##### GIVEN ENTRIES #####

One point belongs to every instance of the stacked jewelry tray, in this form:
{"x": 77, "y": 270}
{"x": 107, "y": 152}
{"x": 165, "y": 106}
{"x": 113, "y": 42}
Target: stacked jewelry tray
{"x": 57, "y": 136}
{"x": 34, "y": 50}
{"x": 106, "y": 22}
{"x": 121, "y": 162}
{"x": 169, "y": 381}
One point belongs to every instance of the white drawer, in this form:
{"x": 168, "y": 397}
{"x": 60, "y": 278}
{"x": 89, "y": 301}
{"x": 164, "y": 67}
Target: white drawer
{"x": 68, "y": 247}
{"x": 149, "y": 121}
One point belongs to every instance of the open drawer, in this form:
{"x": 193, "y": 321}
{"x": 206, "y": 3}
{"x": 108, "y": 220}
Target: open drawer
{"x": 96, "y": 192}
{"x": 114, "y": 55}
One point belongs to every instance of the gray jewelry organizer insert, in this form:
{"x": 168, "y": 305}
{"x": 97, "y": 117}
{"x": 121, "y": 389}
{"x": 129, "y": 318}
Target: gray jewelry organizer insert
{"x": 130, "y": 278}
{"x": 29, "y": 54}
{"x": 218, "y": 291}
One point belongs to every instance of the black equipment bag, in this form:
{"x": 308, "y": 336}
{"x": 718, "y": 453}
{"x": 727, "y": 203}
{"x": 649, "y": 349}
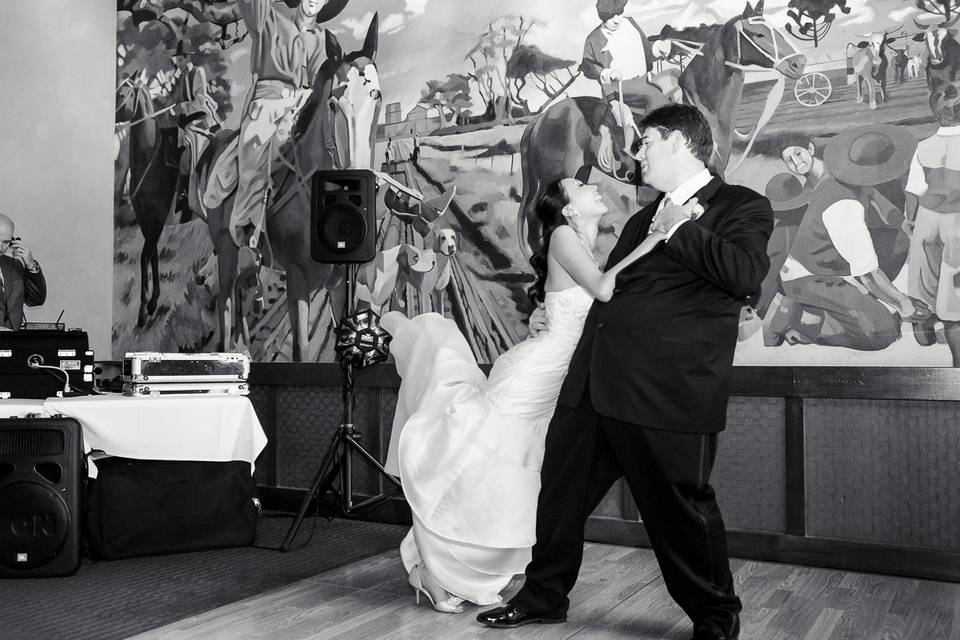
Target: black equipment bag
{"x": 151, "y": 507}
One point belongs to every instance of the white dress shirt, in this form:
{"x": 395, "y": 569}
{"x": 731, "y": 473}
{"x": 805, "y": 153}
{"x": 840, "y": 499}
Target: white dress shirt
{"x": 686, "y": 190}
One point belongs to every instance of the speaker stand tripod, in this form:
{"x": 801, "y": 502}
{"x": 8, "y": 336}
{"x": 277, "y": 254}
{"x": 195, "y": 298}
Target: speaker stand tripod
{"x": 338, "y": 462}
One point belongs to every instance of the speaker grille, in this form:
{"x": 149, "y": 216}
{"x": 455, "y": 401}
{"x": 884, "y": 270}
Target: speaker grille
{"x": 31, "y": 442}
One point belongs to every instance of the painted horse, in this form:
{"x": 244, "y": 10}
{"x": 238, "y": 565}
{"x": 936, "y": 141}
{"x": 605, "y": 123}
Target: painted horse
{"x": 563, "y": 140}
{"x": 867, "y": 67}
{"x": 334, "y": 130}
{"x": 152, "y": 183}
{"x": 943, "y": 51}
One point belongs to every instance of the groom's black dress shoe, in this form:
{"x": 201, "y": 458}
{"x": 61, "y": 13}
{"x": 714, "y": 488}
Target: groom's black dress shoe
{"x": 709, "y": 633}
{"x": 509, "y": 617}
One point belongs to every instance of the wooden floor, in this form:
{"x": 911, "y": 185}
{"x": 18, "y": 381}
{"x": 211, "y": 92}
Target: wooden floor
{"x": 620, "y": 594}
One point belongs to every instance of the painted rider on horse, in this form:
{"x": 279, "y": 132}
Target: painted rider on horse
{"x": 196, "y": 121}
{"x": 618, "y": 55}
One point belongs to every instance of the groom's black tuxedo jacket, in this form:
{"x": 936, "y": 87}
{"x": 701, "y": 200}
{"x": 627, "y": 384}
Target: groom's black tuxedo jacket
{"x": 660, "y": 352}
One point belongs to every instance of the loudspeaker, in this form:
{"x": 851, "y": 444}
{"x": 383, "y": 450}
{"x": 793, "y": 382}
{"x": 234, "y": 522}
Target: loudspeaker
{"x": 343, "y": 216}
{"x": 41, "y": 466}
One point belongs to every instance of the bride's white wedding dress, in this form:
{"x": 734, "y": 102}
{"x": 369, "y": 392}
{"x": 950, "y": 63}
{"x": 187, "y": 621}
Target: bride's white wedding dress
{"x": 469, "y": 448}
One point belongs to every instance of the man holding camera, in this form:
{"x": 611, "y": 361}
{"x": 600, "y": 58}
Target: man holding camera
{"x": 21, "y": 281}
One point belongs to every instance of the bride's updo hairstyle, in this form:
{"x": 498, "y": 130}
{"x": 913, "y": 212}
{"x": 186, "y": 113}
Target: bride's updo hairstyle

#####

→ INSTRUCTIONS FOR THE TASK: Look for the string "updo" in the data above and return every line that has it.

→ OUTPUT FOR THIS TASK:
One point belongs to every instance of the bride's updo hairstyle, in this form:
Target: bride's updo hairstyle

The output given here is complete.